Point-per-instance localization data

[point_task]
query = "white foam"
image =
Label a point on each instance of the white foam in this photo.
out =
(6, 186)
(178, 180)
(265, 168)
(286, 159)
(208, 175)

Aim of the task
The word "white" appears on some lines of the data above; count those lines and return only the number.

Output
2